# Exercise prompt
Transcribe each record exactly. Include every one.

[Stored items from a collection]
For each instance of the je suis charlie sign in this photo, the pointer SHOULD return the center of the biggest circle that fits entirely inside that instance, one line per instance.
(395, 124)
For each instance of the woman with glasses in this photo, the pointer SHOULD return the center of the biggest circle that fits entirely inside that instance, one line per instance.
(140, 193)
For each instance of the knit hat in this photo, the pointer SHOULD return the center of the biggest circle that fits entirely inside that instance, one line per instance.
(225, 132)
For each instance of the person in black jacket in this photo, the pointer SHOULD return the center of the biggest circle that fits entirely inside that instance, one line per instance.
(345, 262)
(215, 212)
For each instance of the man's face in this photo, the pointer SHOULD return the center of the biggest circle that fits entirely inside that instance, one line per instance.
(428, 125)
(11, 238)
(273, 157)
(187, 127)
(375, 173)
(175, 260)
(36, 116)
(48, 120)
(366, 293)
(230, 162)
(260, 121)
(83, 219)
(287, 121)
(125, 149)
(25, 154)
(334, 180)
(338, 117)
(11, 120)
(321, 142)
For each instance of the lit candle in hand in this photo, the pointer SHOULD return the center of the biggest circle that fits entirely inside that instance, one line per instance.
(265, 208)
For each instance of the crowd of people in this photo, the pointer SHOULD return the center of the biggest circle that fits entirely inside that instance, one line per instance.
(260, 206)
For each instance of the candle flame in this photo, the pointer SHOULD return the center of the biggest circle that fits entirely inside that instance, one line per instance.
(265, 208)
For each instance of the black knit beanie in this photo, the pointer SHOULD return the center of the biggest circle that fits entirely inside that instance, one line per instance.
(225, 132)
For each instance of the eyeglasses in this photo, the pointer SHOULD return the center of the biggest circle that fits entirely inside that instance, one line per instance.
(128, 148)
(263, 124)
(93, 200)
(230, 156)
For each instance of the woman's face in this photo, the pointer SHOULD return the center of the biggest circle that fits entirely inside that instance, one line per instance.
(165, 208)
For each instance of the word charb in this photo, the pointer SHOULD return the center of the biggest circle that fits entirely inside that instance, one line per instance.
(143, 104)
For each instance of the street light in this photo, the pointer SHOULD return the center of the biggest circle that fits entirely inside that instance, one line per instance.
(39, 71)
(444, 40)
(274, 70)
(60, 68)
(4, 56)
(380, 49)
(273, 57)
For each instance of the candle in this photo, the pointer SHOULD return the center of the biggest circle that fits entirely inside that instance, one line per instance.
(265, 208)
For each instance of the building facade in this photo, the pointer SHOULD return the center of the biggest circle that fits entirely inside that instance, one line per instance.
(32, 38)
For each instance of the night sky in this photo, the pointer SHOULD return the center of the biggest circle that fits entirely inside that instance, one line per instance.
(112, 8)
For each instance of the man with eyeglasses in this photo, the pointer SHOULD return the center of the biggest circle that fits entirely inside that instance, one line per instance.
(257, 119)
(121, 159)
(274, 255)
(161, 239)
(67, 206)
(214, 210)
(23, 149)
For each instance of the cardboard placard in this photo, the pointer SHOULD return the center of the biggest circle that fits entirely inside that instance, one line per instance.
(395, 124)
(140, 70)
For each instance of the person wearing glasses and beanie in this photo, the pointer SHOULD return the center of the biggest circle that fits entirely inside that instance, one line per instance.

# Reply
For each instance of the je suis charlie sign in this photo, the pointer SHOULD return the center of the biggest circle that fits entirely inside that instance, one line per instance.
(395, 124)
For each instance of the woman with glasses in this photo, the pointer SHOULD return the center of the biggest circle that fits entirely inside that instance, one line per instance.
(140, 193)
For each instance of the knit hat in this photo, the pointer SHOULD return the center of the biggest circle that fits entirely inside that instance, one line per instance.
(225, 132)
For each instance of the person in black jacket in this photo, the pointer SHOULD return the center of the biggest circle that fits entirely inside that instance, one line per instance.
(345, 262)
(215, 212)
For each instance of the man's face in this photo, the pointer SHOULD return the center of the biggest circle that fits entirely inside that instance, one line per instance.
(428, 125)
(11, 238)
(273, 157)
(187, 127)
(375, 173)
(175, 260)
(36, 116)
(48, 120)
(366, 293)
(230, 162)
(260, 121)
(83, 219)
(287, 121)
(125, 149)
(25, 154)
(334, 180)
(338, 117)
(11, 120)
(321, 142)
For each instance of the lit candle in hand in this photo, the pointer SHOULD return the center of the biggest circle that fits entirely inside that instance, one line per instance.
(265, 208)
For each instance of the crowd of people in this photo, the pointer SHOULD return the center of the biggest circle that fits entirely inside that instance, one line per instance.
(260, 206)
For each instance of the candle flame in this photo, the pointer SHOULD return the center of the biggest circle that fits entirely inside that instance, one line per instance.
(265, 208)
For each instance of the black knit beanie in this photo, the pointer SHOULD return the center of the biggest circle that fits entirely inside that instance, one line per instance.
(225, 132)
For each instance of the eyeglasses in this photo, the pointer SHOULD return the center of the biggest circle that fits entirely inside that instance, one line per instance.
(128, 148)
(263, 124)
(93, 200)
(230, 156)
For each instance of the woman's face in this photo, the pointer SHOULD return the center of the biggest circle that fits entirely inside that instance, one line per instance.
(165, 208)
For each instance of the word charb in this photo, the pointer SHOULD return the center of the biggest circle that fits entirely inside that instance, one line per instance.
(143, 104)
For each instance of the street light in this photo, the pointer SHOULD return the center of the biggest circle that fits entirely inside that instance, one line per instance.
(39, 71)
(444, 40)
(274, 70)
(60, 68)
(4, 56)
(380, 49)
(273, 57)
For each instance of the candle in this photo, the pointer SHOULD return the center of the biggest circle that fits entirely inside that instance, one line per instance.
(265, 208)
For each instance of the building facade in this photo, the pointer SHOULD return the center of the biggest circle that fits entirely inside that instance, one line per instance.
(32, 38)
For each instance of the night sky in this photo, the pointer SHOULD return the center of the biggest circle that fits entirely inside that instance, one line per instance.
(112, 8)
For each instance of the man with eyeglasses in this photo, the pointer SHOULD return the center of the biggest circle that fits entirely inside that instance, one line per instance.
(257, 119)
(121, 159)
(274, 255)
(161, 239)
(67, 206)
(214, 210)
(23, 149)
For each instance of the cardboard placard in this photo, the pointer SHOULD return the center of the biggest circle that fits entirely inside that instance, one line per instance.
(395, 124)
(140, 70)
For each instance of the person wearing glasses and beanie in this photo, the pointer SHOULD return the center of the biggest circle that fits entirely inside that instance, one line per instance.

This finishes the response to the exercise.